- What you should do -
Quote exactly, and only, the lines from the one with "house roof, the" through the end of the listing.

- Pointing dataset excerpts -
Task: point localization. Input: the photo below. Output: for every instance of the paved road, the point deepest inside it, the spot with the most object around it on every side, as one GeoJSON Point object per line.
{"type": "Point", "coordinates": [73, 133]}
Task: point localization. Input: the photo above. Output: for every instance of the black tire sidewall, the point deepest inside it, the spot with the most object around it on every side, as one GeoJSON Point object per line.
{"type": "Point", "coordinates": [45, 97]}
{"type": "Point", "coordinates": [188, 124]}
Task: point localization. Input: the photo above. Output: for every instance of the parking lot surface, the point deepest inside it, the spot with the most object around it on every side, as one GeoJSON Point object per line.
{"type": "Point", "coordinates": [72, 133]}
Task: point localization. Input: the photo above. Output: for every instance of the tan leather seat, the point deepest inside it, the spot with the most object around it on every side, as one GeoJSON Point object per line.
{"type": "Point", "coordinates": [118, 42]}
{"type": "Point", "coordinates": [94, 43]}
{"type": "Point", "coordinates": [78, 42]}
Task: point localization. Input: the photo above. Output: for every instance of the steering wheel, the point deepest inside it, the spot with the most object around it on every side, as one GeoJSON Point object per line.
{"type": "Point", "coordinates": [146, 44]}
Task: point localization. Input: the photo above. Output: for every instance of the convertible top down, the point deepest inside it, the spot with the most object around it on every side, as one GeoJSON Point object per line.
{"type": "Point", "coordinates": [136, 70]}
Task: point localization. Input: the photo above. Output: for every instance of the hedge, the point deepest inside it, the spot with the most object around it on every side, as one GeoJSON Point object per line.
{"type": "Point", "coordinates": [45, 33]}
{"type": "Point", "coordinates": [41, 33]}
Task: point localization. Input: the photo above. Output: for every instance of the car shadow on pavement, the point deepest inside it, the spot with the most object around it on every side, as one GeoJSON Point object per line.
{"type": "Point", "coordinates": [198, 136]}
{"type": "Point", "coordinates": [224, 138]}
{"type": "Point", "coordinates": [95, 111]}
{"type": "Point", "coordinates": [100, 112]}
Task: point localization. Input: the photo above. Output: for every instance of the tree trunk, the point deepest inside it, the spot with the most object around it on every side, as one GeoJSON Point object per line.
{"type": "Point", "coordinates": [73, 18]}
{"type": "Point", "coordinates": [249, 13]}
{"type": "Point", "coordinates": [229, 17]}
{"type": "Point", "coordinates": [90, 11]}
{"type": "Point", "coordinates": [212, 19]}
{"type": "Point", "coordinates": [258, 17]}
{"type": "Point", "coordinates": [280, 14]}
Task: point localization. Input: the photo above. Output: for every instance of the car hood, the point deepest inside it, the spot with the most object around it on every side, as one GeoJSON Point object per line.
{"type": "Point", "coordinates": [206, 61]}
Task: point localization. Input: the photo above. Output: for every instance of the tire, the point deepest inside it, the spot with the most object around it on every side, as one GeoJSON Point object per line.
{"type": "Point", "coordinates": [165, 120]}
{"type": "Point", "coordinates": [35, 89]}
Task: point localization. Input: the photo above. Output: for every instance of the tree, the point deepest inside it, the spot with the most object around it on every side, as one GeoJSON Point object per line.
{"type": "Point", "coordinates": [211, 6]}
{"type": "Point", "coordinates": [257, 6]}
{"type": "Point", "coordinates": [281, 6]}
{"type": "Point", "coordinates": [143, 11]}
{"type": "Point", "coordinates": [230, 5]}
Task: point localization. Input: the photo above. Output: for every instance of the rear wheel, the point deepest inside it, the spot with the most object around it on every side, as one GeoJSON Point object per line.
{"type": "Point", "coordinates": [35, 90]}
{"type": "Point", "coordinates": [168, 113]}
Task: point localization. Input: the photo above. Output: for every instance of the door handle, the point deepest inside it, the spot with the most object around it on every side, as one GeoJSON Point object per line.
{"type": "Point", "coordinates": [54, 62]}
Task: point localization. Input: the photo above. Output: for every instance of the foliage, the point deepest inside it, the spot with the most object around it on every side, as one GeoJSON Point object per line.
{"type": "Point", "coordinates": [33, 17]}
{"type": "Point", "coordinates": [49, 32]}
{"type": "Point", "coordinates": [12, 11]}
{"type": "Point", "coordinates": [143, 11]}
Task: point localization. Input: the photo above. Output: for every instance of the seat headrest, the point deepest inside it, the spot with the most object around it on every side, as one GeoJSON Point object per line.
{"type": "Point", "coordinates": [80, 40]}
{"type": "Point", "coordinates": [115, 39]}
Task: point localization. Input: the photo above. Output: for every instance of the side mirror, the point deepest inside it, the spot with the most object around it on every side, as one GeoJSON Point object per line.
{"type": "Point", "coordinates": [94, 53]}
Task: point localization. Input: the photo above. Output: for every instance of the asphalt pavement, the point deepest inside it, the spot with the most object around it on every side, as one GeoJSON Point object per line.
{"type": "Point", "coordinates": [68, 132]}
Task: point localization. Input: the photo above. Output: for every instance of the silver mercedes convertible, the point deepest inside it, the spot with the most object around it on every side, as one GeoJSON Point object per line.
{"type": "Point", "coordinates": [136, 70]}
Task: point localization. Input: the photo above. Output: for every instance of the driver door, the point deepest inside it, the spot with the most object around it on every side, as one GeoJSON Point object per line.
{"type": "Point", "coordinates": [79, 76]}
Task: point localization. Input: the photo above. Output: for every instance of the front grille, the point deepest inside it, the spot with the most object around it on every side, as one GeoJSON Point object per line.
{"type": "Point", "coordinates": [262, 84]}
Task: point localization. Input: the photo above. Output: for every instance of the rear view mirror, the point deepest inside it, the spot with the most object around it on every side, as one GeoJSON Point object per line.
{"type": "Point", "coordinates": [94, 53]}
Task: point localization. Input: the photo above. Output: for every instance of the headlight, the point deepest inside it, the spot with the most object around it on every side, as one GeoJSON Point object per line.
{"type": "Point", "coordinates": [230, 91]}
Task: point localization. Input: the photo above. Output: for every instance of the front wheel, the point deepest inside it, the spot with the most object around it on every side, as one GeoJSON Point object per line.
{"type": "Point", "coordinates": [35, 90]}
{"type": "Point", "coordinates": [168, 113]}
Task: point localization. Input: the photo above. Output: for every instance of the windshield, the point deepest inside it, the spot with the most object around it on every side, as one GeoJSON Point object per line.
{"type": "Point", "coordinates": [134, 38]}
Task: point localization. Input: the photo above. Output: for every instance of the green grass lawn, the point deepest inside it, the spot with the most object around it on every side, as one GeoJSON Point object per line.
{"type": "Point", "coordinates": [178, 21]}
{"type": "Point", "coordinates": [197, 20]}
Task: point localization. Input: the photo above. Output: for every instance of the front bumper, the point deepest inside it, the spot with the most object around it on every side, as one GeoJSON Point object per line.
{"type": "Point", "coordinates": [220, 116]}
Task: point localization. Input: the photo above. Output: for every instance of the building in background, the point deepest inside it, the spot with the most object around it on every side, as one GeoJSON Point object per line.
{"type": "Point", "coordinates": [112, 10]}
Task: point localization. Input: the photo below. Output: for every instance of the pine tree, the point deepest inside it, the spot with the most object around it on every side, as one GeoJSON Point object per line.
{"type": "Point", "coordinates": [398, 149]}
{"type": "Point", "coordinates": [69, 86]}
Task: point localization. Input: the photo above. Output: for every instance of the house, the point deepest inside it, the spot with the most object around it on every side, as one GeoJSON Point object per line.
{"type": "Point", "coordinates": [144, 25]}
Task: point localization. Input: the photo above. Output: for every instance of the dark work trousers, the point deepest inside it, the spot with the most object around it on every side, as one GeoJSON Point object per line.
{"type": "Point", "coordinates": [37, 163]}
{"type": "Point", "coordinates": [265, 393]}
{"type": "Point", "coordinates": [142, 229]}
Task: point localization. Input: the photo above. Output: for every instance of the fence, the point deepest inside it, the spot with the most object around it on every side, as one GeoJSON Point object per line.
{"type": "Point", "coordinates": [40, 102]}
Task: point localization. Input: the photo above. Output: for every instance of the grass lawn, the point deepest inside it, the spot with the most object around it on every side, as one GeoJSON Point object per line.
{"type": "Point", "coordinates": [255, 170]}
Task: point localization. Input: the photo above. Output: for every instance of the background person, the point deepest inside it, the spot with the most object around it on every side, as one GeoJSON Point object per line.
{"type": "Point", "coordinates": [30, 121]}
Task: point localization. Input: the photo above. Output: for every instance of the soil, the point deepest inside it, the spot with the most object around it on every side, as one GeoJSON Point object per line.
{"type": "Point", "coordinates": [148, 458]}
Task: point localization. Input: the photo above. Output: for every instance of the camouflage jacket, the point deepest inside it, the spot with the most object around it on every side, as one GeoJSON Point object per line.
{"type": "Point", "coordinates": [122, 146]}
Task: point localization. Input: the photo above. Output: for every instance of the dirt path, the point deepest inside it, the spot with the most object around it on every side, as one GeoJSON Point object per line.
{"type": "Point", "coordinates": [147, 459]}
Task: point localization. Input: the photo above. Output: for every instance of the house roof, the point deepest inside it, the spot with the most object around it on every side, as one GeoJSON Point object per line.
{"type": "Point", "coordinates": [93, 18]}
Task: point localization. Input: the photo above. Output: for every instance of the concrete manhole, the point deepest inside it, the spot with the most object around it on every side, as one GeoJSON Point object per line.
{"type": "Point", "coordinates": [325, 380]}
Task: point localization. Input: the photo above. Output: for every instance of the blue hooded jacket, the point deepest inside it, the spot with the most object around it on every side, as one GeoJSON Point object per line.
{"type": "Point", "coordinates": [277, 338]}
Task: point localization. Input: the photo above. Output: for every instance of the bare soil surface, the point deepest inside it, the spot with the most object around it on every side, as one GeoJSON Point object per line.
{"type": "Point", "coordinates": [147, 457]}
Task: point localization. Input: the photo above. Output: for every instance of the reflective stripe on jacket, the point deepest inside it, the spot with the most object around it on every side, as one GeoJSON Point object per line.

- Output of the exercise -
Task: point localization. Input: the photo above. Output: for every instance of the house roof, the point deepest inside it, the spot with the most object around it on every side, as one GeoJSON Point object per line.
{"type": "Point", "coordinates": [93, 18]}
Task: point localization. Input: the photo above. Output: for every instance of the concrete manhole, the point deepest inside it, the spot with the most object around it on every side, as one GeoJSON Point object per line.
{"type": "Point", "coordinates": [325, 380]}
Task: point localization. Input: the photo above. Output: for every instance of the blue hooded jacket, the point deepest inside it, the spot with the most object around it on every side, as one GeoJSON Point object per line.
{"type": "Point", "coordinates": [277, 338]}
Task: point localization. Input: the photo above. Output: for every instance of the bare soil surface, the point deepest inside it, the spot with the most object around it on every side, as one GeoJSON Point object per line.
{"type": "Point", "coordinates": [147, 457]}
Task: point localization. Input: the photo above. Output: for every instance of the reflective stripe on jacket, the point deepest inside it, the spot with the most object around it on every side, as one GeoJSON Point object per line.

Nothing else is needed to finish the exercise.